Begin Text block

Re: [PATCH net-next v4 09/13] dpaa2-switch: add support for LAG offload

From: Ioana Ciornei

Date: Tue Jun 30 2026 - 10:27:45 EST


On Mon, Jun 29, 2026 at 02:23:05PM +0300, Ioana Ciornei wrote:
> This patch adds the bulk of the changes needed in order to support
> offloading of an upper bond device.
>
> First of all, handling of the NETDEV_CHANGEUPPER and
> NETDEV_PRECHANGEUPPER events is extended so that the driver is capable
> to handle joining or leaving an upper bond device.
> All the restrictions around the LAG offload support are added in the
> newly added dpaa2_switch_pre_lag_join() function.
>
> The same events are extended to also detect if one of our upper bond
> devices changes its own upper device. In this case, on each lower device
> that is DPAA2 the corresponding dpaa2_switch_port_[pre]changeupper()
> function will be called. This will start the process of joining the same
> FDB as the one used by the bridge device.
>
> Setting the 'offload_fwd_mark' field on the skbs is also extended to be
> setup not only when the port is under a bridge but also under a bond
> device that is offloaded.
>
> Signed-off-by: Ioana Ciornei <ioana.ciornei@xxxxxxx>
> ---
> Changes in v4:
> - Add a defensive check in dpaa2_switch_port_bond_leave() for a NULL
> port_priv->lag
> - Extend the dpaa2_switch_prevent_bridging_with_8021q_upper() function
> so that we prevent a bond device with VLAN uppers joinging a bridge.
> The restriction is related to VLAN management in terms of the FDB which
> can change upon a topology change. VLAN uppers can only be added once
> the bridge topology is setup.

End Text block
Begin Material supplied

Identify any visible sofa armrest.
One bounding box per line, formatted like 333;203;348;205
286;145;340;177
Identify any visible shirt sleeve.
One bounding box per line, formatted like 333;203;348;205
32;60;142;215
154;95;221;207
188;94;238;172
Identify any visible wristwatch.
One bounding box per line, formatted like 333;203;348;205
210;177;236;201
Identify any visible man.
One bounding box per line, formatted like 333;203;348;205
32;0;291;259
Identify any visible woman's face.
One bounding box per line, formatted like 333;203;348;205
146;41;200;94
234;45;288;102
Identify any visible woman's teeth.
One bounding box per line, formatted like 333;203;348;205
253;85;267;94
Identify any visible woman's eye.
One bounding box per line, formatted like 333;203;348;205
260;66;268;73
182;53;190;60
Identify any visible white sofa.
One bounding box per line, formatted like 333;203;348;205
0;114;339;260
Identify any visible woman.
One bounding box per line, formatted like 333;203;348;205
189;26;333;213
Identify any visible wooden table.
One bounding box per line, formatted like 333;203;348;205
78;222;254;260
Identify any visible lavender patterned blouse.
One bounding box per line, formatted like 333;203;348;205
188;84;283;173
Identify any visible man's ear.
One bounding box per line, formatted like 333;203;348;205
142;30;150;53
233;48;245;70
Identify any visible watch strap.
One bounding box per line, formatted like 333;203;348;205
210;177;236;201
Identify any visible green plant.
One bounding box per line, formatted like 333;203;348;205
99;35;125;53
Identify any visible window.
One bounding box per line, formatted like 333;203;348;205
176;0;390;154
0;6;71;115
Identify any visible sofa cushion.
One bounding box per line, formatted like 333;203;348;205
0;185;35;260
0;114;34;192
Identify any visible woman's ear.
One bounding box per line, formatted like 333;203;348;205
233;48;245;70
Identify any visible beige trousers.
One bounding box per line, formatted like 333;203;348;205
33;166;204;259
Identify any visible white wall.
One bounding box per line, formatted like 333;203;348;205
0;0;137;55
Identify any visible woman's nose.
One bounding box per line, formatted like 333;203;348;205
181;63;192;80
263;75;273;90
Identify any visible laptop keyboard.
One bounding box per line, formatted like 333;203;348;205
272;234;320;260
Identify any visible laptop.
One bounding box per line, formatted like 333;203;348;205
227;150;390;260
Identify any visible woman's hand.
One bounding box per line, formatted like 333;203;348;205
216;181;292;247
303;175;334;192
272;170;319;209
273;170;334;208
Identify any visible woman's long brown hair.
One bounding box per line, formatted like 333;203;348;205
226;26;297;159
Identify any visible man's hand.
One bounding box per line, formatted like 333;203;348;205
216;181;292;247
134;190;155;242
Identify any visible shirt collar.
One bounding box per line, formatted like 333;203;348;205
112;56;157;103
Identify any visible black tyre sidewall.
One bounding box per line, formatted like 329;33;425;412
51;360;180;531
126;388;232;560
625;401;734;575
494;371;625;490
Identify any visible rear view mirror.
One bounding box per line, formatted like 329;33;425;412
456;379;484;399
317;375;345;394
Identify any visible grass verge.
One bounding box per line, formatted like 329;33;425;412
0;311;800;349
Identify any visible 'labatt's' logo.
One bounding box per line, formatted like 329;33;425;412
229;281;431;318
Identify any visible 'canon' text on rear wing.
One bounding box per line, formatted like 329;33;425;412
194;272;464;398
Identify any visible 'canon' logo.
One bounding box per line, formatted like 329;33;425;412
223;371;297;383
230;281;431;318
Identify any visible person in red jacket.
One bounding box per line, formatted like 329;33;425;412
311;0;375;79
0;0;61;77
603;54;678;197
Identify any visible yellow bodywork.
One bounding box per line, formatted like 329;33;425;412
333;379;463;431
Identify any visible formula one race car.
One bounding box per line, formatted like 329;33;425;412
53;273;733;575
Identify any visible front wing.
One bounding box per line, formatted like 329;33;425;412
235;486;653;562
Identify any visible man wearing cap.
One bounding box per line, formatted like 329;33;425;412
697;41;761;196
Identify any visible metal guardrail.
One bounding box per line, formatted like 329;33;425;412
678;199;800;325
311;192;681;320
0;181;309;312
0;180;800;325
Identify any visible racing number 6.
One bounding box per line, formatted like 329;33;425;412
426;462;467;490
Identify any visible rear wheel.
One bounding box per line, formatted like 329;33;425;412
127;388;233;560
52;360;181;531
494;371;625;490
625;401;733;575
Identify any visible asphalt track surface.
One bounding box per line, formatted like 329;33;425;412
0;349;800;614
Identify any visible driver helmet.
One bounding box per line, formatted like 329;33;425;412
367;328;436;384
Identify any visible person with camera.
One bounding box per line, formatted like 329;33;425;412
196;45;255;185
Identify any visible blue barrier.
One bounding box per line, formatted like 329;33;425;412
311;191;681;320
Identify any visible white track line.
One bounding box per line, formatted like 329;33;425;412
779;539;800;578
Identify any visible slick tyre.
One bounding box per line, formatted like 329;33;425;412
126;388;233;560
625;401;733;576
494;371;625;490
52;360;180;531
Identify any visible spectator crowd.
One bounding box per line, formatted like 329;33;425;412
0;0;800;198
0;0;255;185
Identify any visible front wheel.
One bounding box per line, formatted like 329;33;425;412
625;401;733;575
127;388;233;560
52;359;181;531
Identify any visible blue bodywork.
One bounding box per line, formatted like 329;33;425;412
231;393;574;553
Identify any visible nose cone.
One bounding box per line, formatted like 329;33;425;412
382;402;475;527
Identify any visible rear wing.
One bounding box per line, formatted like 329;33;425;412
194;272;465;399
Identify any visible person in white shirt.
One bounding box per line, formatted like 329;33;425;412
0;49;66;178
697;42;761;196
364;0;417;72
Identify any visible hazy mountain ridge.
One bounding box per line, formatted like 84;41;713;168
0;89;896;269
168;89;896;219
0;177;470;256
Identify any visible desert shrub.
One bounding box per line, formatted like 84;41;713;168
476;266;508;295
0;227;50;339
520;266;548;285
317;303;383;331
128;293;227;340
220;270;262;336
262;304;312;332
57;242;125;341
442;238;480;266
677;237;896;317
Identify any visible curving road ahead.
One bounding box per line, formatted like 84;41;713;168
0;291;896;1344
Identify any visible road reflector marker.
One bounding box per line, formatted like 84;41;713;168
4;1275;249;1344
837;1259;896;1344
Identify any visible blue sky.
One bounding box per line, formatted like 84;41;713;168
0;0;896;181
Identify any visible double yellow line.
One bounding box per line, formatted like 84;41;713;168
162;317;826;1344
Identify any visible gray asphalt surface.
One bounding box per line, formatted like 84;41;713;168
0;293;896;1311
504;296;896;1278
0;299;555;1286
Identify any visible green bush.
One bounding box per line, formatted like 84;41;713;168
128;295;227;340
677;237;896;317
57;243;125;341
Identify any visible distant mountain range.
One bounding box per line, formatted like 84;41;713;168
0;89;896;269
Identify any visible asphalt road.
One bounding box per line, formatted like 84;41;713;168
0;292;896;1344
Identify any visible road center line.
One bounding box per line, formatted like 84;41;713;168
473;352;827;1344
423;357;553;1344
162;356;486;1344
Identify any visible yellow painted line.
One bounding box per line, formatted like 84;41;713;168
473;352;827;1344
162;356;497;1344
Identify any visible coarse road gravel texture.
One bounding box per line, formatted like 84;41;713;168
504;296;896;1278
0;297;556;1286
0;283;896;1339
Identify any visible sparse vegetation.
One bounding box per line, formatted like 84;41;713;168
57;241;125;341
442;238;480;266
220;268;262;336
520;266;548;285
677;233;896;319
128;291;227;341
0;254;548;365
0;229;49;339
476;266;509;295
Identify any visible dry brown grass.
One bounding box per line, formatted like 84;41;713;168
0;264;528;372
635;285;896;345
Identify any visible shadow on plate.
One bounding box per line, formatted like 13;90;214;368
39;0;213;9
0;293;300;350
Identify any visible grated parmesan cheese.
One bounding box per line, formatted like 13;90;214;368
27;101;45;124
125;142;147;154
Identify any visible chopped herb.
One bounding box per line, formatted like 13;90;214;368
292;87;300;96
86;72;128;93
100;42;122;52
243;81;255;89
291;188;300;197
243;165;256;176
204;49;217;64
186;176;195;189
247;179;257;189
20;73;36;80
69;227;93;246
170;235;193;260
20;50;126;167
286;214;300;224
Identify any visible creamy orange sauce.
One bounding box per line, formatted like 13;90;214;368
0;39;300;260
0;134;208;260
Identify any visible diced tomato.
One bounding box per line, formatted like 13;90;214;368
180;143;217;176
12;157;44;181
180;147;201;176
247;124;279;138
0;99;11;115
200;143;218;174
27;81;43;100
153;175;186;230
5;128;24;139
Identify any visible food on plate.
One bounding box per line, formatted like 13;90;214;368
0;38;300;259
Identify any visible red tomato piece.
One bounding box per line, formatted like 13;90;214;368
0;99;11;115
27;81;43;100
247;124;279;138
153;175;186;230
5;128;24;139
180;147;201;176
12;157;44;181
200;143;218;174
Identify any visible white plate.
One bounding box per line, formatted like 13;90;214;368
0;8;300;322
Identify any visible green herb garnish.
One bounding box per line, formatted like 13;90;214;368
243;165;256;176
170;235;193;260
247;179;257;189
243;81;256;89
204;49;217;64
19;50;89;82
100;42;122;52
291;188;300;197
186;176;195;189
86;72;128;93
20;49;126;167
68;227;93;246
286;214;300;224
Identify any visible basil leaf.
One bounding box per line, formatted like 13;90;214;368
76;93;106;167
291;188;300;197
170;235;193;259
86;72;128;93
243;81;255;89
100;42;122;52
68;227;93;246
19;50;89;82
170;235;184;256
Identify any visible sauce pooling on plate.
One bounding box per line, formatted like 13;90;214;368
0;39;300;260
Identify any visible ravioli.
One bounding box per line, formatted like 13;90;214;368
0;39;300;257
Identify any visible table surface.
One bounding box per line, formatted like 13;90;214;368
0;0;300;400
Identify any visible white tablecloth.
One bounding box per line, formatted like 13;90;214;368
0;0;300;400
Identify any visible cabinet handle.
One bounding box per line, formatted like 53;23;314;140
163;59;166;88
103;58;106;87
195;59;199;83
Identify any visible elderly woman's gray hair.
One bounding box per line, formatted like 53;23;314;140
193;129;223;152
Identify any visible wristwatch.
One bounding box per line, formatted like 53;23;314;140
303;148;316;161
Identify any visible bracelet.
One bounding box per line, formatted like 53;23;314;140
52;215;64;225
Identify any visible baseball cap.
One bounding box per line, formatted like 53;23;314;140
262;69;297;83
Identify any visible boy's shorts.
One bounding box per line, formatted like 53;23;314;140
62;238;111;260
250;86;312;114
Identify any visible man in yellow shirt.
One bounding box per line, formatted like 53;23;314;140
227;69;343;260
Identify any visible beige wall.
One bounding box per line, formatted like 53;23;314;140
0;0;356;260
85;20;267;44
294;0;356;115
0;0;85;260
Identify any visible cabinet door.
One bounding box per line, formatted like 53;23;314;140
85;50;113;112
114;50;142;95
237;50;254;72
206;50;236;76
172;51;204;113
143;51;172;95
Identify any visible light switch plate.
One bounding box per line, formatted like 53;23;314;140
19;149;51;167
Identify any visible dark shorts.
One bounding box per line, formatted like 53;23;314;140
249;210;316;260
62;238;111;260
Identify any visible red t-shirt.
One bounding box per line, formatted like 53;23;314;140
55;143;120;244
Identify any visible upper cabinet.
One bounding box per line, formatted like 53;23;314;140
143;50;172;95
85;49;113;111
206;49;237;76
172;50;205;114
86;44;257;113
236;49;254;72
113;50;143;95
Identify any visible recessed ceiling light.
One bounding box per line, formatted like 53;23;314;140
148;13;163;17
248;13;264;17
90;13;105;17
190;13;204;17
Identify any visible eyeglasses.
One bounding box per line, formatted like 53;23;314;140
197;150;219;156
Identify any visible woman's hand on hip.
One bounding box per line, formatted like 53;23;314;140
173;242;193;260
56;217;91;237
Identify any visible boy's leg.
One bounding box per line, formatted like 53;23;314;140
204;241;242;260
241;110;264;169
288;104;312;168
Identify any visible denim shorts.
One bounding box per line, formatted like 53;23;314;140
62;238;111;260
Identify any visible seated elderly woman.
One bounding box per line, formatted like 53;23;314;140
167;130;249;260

End Material supplied

**Things to do:**
A – Quote the stretch of the patch message from "On Mon, Jun" through "of an upper bond device.".
B – In the patch message, which newly added function contains all the restrictions around LAG offload support?
You won't need the records to work with the patch message.

**Responses to the exercise:**
A –
On Mon, Jun 29, 2026 at 02:23:05PM +0300, Ioana Ciornei wrote:
> This patch adds the bulk of the changes needed in order to support
> offloading of an upper bond device.

B – dpaa2_switch_pre_lag_join()